▶ [Challenge 1]: Starting with the line with "Detect ridged handle" and going on through the line with "56;193;138;304", rewrite those rows with "rocky shoreline" changed to "rocky coastline", leaving everything else as it is.

╭─ Article

Granville Woods – One of America’s Greatest Inventors

By Madeleine Holly-Rosing

When I first started developing the story of Boston Metaphysical Society, I wanted it to be representative of the American experience. Meaning it needed to include people of different classes, women and people of color.  I already had the characters of Samuel Hunter and Caitlin O’Sullivan pretty well mapped out, but I wanted to bring a different sensibility to the “team” I was creating.  I already knew that Bell, Edison, Tesla and Houdini were going to be part of the mix, but I wanted to see if I could find their contemporary in the African American community. Low and behold, after some research I discovered Granville Woods.

╰─
╭─ Dataset extract

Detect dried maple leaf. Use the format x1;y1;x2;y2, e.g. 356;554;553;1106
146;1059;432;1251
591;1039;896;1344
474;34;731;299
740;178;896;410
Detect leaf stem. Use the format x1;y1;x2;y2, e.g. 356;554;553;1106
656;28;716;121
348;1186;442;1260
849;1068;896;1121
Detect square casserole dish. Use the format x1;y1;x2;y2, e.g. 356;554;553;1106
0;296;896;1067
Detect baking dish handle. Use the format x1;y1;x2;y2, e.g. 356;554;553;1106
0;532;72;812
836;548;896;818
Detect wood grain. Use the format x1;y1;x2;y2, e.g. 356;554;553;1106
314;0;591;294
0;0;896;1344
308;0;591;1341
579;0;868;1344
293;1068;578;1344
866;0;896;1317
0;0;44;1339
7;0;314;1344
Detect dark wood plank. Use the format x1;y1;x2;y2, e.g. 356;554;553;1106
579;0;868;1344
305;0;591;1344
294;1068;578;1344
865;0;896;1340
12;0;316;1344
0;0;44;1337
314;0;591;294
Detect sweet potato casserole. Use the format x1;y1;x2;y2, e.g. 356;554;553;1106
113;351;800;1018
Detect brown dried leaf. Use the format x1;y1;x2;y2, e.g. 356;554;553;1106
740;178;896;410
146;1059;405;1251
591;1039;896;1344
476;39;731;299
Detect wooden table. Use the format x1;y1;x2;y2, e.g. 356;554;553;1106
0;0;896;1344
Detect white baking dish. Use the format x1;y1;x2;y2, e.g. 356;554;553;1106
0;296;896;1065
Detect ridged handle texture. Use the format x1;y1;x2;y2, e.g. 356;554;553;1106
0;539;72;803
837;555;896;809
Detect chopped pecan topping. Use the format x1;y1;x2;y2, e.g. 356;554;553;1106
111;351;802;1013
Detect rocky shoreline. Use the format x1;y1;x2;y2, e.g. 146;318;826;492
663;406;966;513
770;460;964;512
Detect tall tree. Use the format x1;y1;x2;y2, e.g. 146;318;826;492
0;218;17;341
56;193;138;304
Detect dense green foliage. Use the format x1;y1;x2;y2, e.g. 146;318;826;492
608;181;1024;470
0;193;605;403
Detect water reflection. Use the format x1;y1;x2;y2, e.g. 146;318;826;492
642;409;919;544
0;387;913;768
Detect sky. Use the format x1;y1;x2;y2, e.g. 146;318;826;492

╰─

▶ [Challenge 2]: Translate this sentence from the article on Granville Woods into Spanish: "I already had the characters of Samuel Hunter and Caitlin O’Sullivan pretty well mapped out, but I wanted to bring a different sensibility to the “team” I was creating."

▶ [Worked answer 1]:
Detect ridged handle texture. Use the format x1;y1;x2;y2, e.g. 356;554;553;1106
0;539;72;803
837;555;896;809
Detect chopped pecan topping. Use the format x1;y1;x2;y2, e.g. 356;554;553;1106
111;351;802;1013
Detect rocky coastline. Use the format x1;y1;x2;y2, e.g. 146;318;826;492
663;406;966;513
770;460;964;512
Detect tall tree. Use the format x1;y1;x2;y2, e.g. 146;318;826;492
0;218;17;341
56;193;138;304

▶ [Worked answer 2]: Ya tenía a los personajes de Samuel Hunter y Caitlin O’Sullivan bastante bien definidos, pero quería aportar una sensibilidad distinta al «equipo» que estaba creando.